━━━━━ ENTRIES
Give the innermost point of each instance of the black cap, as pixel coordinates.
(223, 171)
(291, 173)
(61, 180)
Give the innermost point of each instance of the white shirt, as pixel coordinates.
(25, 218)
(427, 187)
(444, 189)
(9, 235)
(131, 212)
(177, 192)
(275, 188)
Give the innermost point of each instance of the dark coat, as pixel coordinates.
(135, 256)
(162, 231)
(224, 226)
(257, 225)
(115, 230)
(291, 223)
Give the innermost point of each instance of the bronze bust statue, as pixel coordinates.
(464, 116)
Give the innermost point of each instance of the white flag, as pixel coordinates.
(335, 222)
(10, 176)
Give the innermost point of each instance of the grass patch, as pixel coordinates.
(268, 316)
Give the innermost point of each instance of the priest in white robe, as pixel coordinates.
━━━━━━━━━━
__EXERCISE DIRECTIONS__
Rewrite every line of the items above as a numbered list with one line per number, leaving out any blank lines.

__SOLUTION TO THE EXERCISE__
1. Give the innermost point of each instance of the black cap, as pixel coordinates.
2. (223, 171)
3. (291, 173)
4. (61, 180)
5. Give the innermost point of each instance of the white shirt, as pixel coordinates.
6. (25, 218)
7. (427, 187)
8. (444, 189)
9. (9, 235)
10. (131, 212)
11. (177, 192)
12. (275, 188)
13. Give the innermost point of each instance of the dark coat, as pixel coordinates.
14. (135, 256)
15. (162, 231)
16. (224, 226)
17. (257, 225)
18. (115, 230)
19. (291, 223)
20. Give the innermost point of each instance of the bronze bust statue, as pixel coordinates.
21. (464, 116)
22. Give the innermost point of each instance of the white flag, as pixel coordinates.
23. (335, 222)
24. (10, 176)
25. Give the innermost point of each instance of the grass patch, as pixel coordinates.
26. (268, 316)
27. Give the innermost point of each instance of the priest in white robe, as pixel coordinates.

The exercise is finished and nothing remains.